_CONJUNTO DE TAREAS:_
• a. Responde, según el fragmento sobre Paquistán:
(i) ¿Qué mezquita ocupó una banda de fanáticos religiosos y en qué ciudad?
(ii) ¿Qué pretende implantar el gobierno norteamericano en Paquistán?
(iii) ¿Con qué país mantiene Paquistán un eterno enfrentamiento y por qué región?
• b. Reanuda el fragmento sobre Paquistán a partir de su última oración.

_FRAGMENTO PROPORCIONADO:_

☆ ☆ ☆ ☆ ☆

Tambaleaban el gobierno y su estrategia hasta que una banda de fanáticos religiosos se apropió de la Mezquita Roja (Lal Masjid) de Islamabad, la capital del país, y mantuvo en vilo al mundo durante una semana. Lo suficiente, si Musharraf pretendía llamar la atención, para obligar a Bush a rever su decisión.
A pesar de haber fallado en Afganistán y en Irak, el gobierno norteamericano pretende implantar en Paquistán una democracia que provoque envidia en los otros países musulmanes.
El respaldo a la Operación Libertad Duradera, desplegada en Afganistán como respuesta a la voladura de las Torres Gemelas, y la entrega de sospechosos de ser terroristas para interrogarlos en la cárcel de Guantánamo, puso al país en la línea de fuego de Al-Qaeda. Borró, a su vez, la cuota de peligro que representaba por su eterno enfrentamiento con la India por la región de Cachemira. Ambos países cuentan con arsenal nuclear, lo cual complica aún más las cosas.

☆ ☆ ☆ ☆ ☆

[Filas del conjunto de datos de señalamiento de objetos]
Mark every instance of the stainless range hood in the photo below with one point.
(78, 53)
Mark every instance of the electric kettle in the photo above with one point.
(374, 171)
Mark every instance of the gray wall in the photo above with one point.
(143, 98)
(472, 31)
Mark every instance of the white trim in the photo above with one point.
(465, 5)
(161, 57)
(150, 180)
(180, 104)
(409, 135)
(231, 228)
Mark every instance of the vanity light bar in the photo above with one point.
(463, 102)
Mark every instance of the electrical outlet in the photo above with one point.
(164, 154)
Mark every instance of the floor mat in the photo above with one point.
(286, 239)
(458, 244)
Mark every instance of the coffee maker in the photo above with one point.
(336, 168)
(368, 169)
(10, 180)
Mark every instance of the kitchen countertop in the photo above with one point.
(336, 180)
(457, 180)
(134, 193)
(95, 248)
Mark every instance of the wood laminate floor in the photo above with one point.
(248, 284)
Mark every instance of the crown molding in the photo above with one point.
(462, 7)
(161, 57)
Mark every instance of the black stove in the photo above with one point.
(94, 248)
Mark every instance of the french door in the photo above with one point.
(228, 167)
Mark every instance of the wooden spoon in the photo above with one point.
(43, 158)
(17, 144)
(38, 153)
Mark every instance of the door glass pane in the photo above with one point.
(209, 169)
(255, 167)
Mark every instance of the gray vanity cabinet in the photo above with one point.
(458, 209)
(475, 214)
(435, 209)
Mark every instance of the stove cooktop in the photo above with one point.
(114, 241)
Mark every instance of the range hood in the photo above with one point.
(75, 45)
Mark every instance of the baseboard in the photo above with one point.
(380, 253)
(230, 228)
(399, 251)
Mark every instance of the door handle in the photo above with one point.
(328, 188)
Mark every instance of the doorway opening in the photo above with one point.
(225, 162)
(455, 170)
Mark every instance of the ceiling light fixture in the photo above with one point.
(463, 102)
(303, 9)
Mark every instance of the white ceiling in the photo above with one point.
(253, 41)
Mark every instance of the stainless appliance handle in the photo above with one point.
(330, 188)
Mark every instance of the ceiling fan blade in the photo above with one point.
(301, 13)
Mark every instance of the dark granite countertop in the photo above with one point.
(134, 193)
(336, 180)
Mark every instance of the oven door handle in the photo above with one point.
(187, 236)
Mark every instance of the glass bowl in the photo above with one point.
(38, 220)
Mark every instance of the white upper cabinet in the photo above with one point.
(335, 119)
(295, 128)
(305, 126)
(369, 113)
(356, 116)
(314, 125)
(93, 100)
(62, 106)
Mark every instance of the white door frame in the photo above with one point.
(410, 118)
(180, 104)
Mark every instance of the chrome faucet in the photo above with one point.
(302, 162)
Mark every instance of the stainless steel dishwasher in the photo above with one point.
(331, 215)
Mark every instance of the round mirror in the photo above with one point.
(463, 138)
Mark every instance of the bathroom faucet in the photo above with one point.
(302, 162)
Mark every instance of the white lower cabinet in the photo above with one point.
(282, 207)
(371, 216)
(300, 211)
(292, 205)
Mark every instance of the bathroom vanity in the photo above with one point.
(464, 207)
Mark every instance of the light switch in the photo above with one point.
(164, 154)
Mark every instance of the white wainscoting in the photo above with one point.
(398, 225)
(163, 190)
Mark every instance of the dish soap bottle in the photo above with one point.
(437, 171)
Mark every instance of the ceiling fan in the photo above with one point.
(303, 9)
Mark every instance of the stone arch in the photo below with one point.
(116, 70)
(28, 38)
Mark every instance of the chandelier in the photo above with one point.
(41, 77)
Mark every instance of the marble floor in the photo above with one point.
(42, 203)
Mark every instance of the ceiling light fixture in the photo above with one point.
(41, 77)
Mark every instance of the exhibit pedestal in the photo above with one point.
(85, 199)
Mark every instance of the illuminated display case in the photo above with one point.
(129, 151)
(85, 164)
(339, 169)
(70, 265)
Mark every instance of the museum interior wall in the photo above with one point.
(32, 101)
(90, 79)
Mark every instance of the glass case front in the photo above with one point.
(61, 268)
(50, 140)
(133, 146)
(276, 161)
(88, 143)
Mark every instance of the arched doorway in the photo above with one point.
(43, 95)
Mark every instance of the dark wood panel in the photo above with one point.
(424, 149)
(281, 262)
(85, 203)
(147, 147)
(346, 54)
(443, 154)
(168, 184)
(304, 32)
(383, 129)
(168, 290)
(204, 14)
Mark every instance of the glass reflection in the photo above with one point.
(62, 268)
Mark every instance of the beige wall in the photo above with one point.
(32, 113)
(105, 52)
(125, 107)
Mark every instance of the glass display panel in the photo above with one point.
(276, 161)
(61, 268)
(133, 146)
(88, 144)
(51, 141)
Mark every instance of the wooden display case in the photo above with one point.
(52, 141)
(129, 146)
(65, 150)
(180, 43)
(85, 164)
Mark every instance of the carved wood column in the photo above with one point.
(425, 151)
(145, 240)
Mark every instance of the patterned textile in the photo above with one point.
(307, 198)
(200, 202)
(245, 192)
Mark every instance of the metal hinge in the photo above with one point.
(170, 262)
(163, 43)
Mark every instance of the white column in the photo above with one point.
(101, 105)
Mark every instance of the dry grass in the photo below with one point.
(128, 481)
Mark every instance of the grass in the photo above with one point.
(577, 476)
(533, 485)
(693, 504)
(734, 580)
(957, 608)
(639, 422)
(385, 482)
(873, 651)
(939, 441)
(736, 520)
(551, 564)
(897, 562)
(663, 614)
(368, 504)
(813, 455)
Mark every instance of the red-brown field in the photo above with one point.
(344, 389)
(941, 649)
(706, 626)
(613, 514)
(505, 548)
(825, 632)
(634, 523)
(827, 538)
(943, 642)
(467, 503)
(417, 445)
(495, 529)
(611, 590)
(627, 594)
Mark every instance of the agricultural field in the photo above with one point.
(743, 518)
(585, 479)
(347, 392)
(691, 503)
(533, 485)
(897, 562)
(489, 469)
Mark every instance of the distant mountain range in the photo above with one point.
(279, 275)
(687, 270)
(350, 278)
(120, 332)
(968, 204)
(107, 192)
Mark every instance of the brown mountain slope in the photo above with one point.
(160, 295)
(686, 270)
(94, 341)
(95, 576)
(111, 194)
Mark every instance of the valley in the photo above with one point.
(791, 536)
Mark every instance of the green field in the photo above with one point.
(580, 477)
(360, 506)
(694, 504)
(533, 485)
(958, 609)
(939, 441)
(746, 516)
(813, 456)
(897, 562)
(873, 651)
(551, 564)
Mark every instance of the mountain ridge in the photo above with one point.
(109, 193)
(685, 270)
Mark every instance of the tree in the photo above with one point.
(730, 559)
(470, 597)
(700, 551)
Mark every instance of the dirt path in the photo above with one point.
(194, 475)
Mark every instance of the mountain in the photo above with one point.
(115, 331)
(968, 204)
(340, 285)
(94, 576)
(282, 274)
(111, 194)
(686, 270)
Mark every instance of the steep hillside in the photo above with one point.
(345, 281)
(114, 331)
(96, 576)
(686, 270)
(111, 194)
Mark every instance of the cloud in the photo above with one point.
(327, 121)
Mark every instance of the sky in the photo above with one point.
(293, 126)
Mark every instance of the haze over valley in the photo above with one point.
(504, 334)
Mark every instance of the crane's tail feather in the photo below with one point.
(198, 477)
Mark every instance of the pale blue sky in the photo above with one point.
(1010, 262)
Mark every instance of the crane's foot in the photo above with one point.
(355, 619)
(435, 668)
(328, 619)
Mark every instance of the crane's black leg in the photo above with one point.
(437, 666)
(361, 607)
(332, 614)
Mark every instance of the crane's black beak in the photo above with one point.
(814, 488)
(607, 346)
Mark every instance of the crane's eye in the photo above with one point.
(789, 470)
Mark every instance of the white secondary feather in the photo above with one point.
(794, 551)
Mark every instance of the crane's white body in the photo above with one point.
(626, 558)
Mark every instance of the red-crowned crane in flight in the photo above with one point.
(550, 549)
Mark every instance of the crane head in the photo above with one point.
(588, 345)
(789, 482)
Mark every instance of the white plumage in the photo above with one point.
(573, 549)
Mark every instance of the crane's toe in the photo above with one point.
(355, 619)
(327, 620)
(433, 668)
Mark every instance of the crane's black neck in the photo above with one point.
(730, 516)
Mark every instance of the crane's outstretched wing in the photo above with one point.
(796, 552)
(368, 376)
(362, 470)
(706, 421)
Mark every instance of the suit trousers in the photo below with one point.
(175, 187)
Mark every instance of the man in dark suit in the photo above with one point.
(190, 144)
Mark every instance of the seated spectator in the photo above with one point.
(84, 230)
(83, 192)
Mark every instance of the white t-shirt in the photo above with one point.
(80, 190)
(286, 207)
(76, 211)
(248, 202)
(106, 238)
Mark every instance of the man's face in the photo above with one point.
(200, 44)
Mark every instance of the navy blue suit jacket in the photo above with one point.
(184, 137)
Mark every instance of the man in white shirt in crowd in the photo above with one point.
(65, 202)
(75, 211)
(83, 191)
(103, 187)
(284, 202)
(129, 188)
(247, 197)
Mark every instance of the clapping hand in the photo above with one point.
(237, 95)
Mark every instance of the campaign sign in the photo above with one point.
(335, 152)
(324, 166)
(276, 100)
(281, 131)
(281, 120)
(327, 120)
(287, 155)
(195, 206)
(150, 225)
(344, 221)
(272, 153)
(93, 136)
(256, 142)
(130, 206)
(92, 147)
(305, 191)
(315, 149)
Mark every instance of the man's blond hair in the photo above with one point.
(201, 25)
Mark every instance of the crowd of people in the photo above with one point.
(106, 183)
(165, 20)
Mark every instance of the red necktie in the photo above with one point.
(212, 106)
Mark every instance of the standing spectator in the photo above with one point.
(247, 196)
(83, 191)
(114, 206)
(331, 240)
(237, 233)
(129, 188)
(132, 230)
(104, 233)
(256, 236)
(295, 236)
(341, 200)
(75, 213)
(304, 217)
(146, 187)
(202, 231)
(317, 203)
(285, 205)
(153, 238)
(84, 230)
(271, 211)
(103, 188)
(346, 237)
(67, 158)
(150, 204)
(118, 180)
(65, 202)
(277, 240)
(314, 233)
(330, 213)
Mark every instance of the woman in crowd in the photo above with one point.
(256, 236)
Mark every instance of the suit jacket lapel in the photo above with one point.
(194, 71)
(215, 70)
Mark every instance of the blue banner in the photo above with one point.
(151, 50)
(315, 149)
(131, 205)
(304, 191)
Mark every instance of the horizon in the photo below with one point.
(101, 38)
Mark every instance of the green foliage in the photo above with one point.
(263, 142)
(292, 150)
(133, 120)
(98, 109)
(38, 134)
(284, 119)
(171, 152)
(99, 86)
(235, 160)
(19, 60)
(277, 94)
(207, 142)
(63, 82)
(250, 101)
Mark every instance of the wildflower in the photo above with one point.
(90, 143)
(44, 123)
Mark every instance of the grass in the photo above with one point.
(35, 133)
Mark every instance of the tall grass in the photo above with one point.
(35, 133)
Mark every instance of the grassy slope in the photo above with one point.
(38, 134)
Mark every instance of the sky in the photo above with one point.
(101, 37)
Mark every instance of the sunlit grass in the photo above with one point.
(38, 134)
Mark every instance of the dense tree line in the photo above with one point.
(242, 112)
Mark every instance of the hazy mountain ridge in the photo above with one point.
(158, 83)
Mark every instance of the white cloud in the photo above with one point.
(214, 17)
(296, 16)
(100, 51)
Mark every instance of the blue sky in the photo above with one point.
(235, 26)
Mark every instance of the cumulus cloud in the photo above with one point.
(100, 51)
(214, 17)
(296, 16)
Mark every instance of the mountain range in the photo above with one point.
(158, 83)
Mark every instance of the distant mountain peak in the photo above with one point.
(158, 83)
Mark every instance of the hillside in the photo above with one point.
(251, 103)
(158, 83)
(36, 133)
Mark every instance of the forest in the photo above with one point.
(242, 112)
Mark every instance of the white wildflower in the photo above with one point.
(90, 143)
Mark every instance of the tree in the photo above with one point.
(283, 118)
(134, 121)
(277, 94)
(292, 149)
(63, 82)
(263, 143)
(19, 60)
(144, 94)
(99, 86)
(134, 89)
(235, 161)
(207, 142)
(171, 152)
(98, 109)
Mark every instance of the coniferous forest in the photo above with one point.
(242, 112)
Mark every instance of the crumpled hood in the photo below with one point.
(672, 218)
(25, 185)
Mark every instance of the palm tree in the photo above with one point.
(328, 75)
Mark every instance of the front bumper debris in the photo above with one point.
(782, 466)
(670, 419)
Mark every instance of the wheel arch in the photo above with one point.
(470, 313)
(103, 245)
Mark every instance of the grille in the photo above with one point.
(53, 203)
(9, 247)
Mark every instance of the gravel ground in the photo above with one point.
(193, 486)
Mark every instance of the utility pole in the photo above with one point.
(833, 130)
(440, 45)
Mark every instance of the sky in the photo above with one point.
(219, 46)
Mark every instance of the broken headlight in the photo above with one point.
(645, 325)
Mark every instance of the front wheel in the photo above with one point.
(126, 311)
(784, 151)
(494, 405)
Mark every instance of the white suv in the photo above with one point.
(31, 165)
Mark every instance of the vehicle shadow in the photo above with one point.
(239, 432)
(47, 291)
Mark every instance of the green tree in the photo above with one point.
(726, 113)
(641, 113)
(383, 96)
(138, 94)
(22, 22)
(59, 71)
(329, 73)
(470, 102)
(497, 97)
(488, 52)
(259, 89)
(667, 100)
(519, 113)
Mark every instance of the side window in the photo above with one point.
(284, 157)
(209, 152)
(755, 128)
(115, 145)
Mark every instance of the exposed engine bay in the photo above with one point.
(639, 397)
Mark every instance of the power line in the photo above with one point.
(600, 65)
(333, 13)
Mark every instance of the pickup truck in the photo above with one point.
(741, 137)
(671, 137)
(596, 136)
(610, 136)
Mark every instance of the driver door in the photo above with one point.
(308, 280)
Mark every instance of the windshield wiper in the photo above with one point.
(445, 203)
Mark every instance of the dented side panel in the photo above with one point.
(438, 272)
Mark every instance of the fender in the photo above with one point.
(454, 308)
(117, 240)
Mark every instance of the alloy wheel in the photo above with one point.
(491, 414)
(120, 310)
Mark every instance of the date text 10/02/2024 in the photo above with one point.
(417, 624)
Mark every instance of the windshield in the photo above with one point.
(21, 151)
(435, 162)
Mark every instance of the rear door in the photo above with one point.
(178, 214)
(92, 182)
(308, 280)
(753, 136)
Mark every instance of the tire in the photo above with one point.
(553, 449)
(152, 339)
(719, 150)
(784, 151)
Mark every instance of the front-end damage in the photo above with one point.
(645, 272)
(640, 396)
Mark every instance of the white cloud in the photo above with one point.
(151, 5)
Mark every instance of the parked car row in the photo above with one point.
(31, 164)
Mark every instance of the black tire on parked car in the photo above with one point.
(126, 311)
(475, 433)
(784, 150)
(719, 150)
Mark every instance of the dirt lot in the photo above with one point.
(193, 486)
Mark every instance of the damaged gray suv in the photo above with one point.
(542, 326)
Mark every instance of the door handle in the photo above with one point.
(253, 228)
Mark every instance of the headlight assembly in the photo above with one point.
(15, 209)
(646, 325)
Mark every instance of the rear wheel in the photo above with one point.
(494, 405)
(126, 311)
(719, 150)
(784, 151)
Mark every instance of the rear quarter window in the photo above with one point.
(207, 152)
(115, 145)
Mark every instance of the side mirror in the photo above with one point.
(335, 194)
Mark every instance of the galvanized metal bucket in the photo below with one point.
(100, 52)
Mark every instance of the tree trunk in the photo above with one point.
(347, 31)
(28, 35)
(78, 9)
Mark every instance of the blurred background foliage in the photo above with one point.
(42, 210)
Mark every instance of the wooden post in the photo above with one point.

☆ ☆ ☆ ☆ ☆

_RESULTADOS EN ORDEN:_
• a.
(i) La Mezquita Roja (Lal Masjid), en Islamabad.
(ii) Una democracia que provoque envidia en los otros países musulmanes.
(iii) Con la India, por la región de Cachemira.

• b.
En Paquistán, con elecciones previstas para octubre tras las cuales Musharraf tiene menos intención de abandonar la presidencia que Osama ben Laden de cenar con Bush, el baño de sangre provocado por los clérigos que promovían una revolución islámica avivó la preocupación de los Estados Unidos por el crecimiento del terrorismo.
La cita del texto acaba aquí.